__TASK TO COMPLETE__
Would you print out all of the data exactly and keep the pictures out of it?

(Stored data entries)
────────
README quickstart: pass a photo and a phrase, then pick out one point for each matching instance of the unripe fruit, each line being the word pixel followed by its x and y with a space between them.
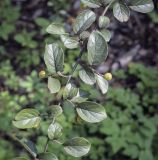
pixel 42 74
pixel 103 21
pixel 108 76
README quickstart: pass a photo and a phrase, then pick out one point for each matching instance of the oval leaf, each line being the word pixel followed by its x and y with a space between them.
pixel 47 156
pixel 29 146
pixel 87 76
pixel 142 6
pixel 54 58
pixel 80 97
pixel 27 118
pixel 91 112
pixel 103 21
pixel 70 91
pixel 97 48
pixel 77 147
pixel 84 21
pixel 55 28
pixel 121 12
pixel 102 83
pixel 69 42
pixel 91 3
pixel 56 110
pixel 53 85
pixel 106 34
pixel 54 131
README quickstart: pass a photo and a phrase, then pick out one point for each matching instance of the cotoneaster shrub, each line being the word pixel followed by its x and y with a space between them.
pixel 90 35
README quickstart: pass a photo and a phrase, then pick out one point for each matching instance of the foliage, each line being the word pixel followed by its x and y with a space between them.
pixel 96 46
pixel 29 92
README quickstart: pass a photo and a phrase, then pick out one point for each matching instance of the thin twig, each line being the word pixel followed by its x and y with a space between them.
pixel 106 8
pixel 46 146
pixel 76 64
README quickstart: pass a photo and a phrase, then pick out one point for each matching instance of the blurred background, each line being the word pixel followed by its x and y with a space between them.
pixel 131 130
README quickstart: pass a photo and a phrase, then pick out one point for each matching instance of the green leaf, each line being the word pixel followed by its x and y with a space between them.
pixel 47 156
pixel 53 85
pixel 77 147
pixel 121 12
pixel 29 146
pixel 97 48
pixel 54 131
pixel 87 76
pixel 54 58
pixel 91 112
pixel 91 3
pixel 106 34
pixel 142 6
pixel 70 91
pixel 105 2
pixel 69 42
pixel 102 83
pixel 20 158
pixel 79 98
pixel 55 28
pixel 27 118
pixel 56 110
pixel 103 21
pixel 84 21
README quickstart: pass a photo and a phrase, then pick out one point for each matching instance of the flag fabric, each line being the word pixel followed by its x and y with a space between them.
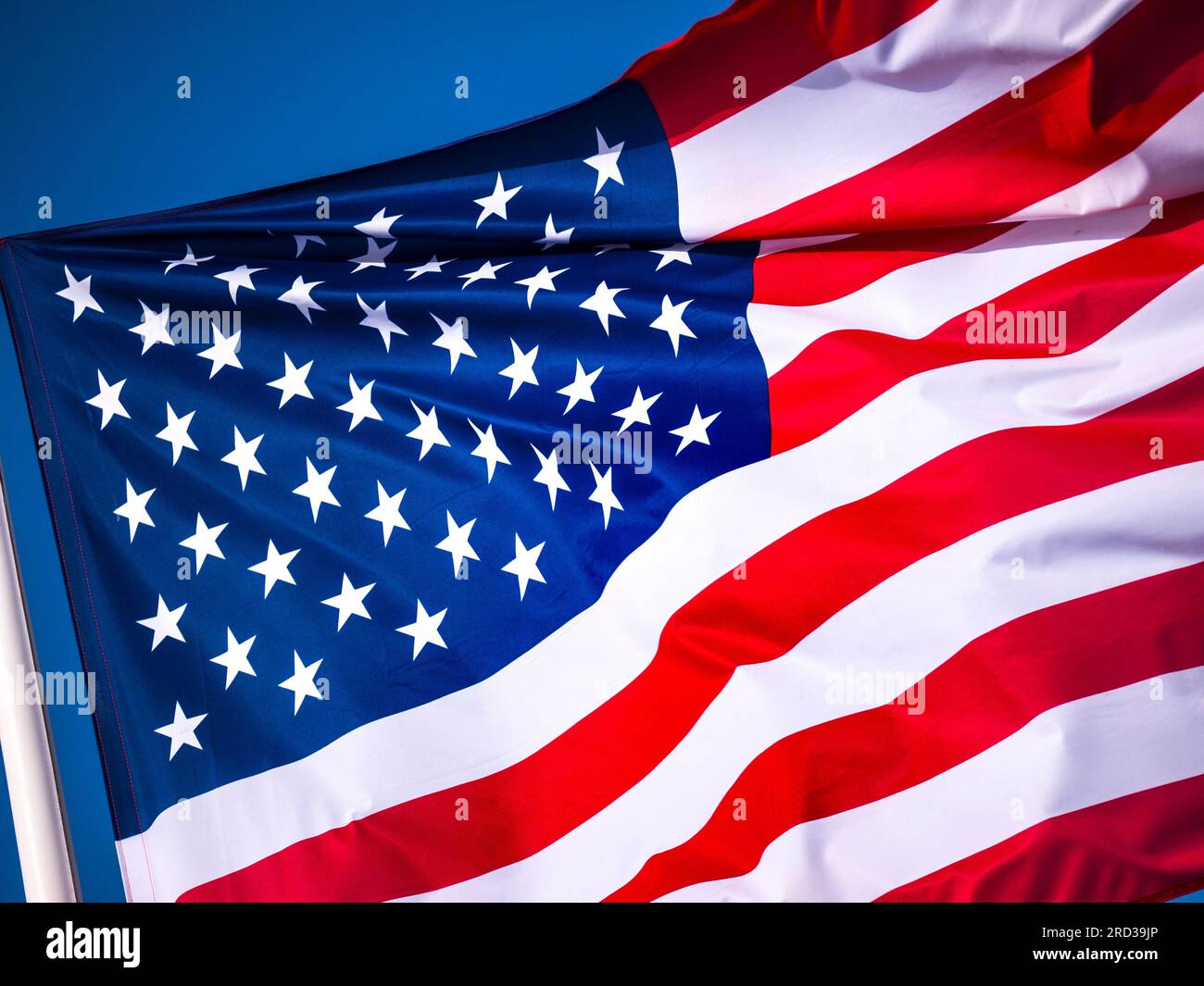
────────
__TASK RESULT__
README quickstart: pass a photo and a phrase, then pick out one point for each matching instance of the unripe fruit, each line being the word pixel followed by its x and y with a space between them.
pixel 42 74
pixel 103 21
pixel 108 76
README quickstart: pass a photo and a phrase, then pick out one point for each matching instance of the oval leaf, each line being the word pixel followed by its x and y with a space between them.
pixel 47 156
pixel 29 146
pixel 87 76
pixel 142 6
pixel 54 58
pixel 80 97
pixel 27 118
pixel 91 112
pixel 103 21
pixel 70 91
pixel 97 48
pixel 77 147
pixel 84 21
pixel 55 28
pixel 121 12
pixel 102 83
pixel 69 42
pixel 91 3
pixel 56 110
pixel 53 85
pixel 106 34
pixel 54 131
README quickstart: pass a photo and a phrase, then pick out one point for each matching instance of the cotoneaster shrub, each line being the word pixel followed by its x and y with a space between them.
pixel 90 35
README quickstart: pass a photo and a phrase, then pick out one point for each matching instance of the foliage, each line being the word pixel followed by its x and y with a space between them.
pixel 96 46
pixel 29 92
README quickstart: pass a photo and a phrase, then pick out one point for each matching instance of the thin twig, each line being the word pixel followed by its x and y with a space between them.
pixel 106 8
pixel 46 146
pixel 76 64
README quickstart: pass a photo and a phrase, then pick out one point for each matching instance of the blurred background, each line being the word pixel followed by its x and y with a space between them.
pixel 131 130
README quickstart: pass a photo and a phrase, then pick out one point for each matching instance of the green leaf, each line being the word pixel followed by its x and y with a space between them.
pixel 47 156
pixel 53 85
pixel 77 147
pixel 121 12
pixel 29 146
pixel 97 48
pixel 54 131
pixel 87 76
pixel 54 58
pixel 91 112
pixel 91 3
pixel 106 34
pixel 142 6
pixel 70 91
pixel 105 2
pixel 69 42
pixel 102 83
pixel 20 158
pixel 79 98
pixel 55 28
pixel 27 118
pixel 56 110
pixel 103 21
pixel 84 21
README quickstart: pass a photo and a phrase, then pick out one point for each matching instance of the flag fabric, each line being the word pixel followed by its x and y with a space between them.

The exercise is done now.